+++ Selected excerpt
Reverse osmosis readily removes radium, but in doing so it adds it to a waste stream that must be disposed of.  The reject stream, usually called brine, is about 10% of the total water volume.  This ten percent waste stream is most easily disposed of by injecting it into a deep well specifically drilled for the purpose.

Cation exchange works exactly like  home water softeners except that the softening resin is quickly contaminated and has to be trucked to a hazardous disposal dump at considerable expense. The water recovery rate is better than with reverse osmosis, but the spent resin disposal is costly.

Another possibility is a hybrid system that removes the radium from the brine from the reverse osmosis unit with ion exchange rather than pumping it into a well.  With this method there is resin to truck away, but there is less of it. This method is the least expensive of the three over a 30 year period, but it requires the greatest initial capital outlay.

Finally, the dilution method produces no waste but requires very large amounts of uncontaminated water.  In the case of San Angelo, this method is not being seriously considered because the water for blending is simply not available.

In the case of San Angelo, the projected 30-year cost of any of these treatments exceeds $100 million, as the table below indicates.

 

Treatment Options Waste Disposal Method % Recovery Cost
Ion (Cation) Exchange Solid Waste (the spent resin) is trucked to Hazardous Waste Disposal 99%  $116 million
Reverse Osmosis Radium contaminated water to be injected into a deep well 90%  $130 million
Reverse Osmosis with Ion Exchange Waste Treatment Radium contaminated reverse osmosis waste is treated by ion exchange and the spent resin is trucked away  99%+  $102 millon
Dilution by blending with water from another source Contaminated water is mixed with water from another source so that the resulting blend has <5 picocuries of radiation.  100%  $116 million

 

 

 

 

 

 

 

 

 

 

 

 

At this time (May of 2012), San Angelo is debating its course. San Angelo’s dilemma is mirrored in many of the nation’s communities.  Water changes with time, and more to the point, regulatory standards change.  Radioactive water, after all, was marketed as a tonic just a century ago. Now it is a highly regulated contaminant that costs millions to remove from municipal water supplies.

 

 

As information grows about water contaminants, regulatory pressure felt by city water departments increases.

In recent years, the change in the federally mandated allowable level for arsenic has put many suppliers that were in compliance with the old standard in the difficult position of having to add expensive treatment equipment to protect the health of customers who are unwilling to have the cost passed to them in the form of higher water bills.
++++++
- Work task -
Reproduce part of the radium treatment passage word for word, starting at "Cation exchange works" and stopping after "disposal is costly.".
+++ Given data
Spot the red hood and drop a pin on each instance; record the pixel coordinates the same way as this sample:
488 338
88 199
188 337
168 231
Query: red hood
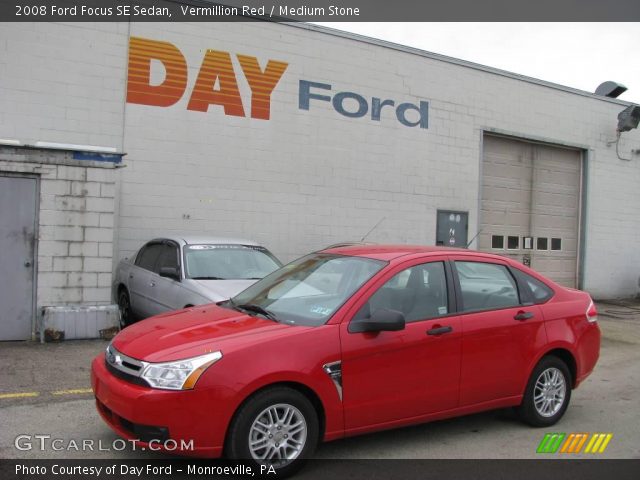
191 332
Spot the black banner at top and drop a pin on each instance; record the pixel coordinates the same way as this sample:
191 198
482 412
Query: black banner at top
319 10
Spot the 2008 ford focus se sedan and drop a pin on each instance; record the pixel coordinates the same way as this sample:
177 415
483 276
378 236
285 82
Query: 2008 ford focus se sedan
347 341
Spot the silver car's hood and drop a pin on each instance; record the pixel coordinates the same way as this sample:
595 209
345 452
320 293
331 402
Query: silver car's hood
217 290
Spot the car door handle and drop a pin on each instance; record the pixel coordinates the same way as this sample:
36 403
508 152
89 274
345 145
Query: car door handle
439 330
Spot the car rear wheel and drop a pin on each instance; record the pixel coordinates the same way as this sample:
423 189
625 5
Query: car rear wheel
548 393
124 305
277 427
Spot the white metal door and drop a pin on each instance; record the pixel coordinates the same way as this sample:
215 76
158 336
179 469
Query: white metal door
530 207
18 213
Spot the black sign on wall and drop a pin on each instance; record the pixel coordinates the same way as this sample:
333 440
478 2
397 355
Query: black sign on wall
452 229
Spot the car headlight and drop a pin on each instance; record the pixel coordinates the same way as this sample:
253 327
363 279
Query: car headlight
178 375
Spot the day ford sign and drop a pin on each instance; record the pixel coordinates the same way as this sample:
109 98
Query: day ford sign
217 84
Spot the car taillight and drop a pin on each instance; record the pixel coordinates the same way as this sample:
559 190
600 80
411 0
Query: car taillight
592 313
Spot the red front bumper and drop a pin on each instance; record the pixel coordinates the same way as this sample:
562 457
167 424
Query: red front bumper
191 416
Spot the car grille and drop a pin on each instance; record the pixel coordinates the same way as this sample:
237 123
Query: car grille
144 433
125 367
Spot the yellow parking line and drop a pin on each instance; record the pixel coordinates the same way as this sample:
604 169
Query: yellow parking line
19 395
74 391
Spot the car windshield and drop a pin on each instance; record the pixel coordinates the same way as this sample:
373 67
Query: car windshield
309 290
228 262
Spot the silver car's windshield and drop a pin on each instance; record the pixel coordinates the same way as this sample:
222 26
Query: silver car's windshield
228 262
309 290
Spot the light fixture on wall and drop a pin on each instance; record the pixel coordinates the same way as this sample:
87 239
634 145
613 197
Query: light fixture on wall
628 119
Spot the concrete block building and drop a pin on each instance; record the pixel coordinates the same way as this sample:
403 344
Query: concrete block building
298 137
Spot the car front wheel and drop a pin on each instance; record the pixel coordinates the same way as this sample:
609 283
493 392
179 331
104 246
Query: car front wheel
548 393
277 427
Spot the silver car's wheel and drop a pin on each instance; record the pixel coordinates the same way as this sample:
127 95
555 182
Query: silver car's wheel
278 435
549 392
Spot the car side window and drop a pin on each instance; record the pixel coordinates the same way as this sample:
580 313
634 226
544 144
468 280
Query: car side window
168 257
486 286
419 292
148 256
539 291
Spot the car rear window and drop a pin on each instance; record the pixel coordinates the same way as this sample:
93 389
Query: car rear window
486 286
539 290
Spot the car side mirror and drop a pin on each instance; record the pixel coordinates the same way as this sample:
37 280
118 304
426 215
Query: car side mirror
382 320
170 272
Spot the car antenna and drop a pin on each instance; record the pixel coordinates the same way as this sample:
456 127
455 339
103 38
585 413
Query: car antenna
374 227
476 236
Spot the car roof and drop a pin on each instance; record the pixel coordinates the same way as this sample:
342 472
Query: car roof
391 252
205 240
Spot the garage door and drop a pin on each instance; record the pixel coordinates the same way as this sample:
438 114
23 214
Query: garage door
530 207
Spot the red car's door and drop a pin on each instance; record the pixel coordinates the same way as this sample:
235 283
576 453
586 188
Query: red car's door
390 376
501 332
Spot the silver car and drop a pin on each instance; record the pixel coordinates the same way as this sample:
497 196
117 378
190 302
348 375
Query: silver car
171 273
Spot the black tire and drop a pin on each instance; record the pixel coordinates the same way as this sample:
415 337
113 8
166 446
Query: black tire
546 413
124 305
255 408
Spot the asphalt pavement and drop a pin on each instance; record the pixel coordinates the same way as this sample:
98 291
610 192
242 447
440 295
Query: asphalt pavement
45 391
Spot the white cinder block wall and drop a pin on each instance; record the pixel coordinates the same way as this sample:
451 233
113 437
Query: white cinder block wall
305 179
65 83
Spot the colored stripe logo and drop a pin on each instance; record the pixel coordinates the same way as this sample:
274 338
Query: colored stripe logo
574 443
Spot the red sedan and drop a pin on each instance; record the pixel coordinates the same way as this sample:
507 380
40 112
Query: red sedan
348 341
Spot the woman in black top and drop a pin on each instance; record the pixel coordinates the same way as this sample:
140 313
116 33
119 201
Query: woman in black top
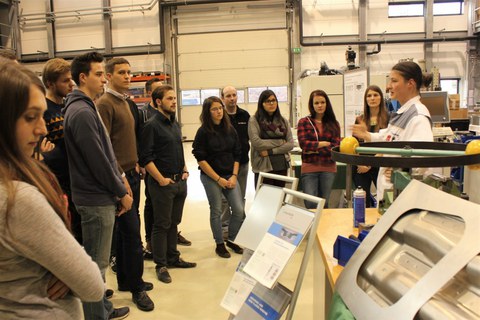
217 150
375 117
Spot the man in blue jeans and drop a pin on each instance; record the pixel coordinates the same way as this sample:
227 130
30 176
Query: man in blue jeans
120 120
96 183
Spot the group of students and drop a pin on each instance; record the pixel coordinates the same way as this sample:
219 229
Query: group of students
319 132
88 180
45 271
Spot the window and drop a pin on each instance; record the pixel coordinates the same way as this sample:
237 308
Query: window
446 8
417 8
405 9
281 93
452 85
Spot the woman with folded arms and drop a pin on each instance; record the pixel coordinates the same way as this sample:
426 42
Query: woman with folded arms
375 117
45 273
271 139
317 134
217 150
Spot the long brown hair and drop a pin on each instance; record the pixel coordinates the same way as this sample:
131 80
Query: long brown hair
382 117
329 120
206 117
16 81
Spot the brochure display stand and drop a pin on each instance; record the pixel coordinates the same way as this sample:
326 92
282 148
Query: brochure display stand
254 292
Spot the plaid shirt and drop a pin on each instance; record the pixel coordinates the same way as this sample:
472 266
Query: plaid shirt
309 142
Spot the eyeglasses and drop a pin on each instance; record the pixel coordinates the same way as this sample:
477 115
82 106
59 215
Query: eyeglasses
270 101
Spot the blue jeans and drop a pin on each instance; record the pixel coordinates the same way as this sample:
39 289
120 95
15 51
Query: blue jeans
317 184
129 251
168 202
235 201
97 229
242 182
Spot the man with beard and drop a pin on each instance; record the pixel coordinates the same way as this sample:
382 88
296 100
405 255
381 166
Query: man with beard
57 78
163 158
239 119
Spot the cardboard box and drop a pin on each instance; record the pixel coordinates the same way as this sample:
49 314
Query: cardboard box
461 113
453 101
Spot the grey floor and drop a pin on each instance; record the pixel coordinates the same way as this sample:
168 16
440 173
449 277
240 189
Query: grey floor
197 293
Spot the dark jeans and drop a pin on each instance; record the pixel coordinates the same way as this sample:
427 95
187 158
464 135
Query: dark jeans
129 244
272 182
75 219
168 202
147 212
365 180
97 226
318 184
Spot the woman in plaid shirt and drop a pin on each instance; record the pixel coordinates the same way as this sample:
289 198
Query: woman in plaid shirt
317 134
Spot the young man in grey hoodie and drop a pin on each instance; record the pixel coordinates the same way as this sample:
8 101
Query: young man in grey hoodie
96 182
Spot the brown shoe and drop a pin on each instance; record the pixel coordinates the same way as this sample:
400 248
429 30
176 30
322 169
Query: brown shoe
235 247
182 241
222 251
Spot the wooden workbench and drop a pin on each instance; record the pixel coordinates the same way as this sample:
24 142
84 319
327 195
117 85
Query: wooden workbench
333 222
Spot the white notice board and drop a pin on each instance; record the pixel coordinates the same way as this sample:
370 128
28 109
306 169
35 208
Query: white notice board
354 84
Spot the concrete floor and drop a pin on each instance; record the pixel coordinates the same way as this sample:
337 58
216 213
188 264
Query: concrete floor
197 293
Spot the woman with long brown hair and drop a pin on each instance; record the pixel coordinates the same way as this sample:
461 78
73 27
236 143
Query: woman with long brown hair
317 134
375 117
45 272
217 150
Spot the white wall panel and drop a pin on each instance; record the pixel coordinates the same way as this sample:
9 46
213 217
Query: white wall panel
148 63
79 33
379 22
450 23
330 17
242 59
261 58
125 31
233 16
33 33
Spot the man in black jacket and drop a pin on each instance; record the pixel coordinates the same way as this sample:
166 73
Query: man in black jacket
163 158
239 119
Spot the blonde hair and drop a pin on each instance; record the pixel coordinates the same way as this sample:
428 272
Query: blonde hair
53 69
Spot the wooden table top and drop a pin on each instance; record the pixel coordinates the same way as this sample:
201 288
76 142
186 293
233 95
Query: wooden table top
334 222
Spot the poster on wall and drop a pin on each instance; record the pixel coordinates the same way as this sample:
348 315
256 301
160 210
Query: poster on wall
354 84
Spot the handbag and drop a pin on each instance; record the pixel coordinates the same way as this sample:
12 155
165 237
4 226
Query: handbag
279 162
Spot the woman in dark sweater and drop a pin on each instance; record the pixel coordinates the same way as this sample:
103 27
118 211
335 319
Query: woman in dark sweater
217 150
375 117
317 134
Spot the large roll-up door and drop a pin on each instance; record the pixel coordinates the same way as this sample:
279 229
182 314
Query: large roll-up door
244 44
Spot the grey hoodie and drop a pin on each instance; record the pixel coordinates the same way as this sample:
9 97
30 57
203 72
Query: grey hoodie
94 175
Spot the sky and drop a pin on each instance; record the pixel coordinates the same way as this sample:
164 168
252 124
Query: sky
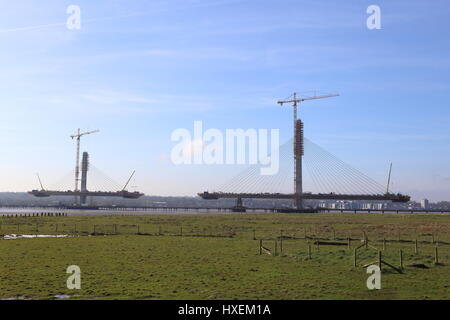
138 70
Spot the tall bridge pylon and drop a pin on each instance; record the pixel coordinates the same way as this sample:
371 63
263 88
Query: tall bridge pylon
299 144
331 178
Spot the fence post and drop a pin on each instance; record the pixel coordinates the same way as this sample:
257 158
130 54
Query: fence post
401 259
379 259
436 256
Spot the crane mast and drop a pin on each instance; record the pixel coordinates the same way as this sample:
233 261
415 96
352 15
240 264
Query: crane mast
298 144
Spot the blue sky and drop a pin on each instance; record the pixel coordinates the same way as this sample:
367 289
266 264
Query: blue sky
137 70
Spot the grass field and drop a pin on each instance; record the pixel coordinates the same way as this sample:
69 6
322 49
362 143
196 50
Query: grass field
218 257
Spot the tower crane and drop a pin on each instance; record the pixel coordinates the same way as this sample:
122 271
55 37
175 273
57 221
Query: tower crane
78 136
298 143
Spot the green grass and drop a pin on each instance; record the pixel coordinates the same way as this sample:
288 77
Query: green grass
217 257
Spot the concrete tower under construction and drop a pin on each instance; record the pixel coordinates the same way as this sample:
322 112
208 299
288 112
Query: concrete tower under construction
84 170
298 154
++++++
- Exercise answer -
Cation exchange works exactly like  home water softeners except that the softening resin is quickly contaminated and has to be trucked to a hazardous disposal dump at considerable expense. The water recovery rate is better than with reverse osmosis, but the spent resin disposal is costly.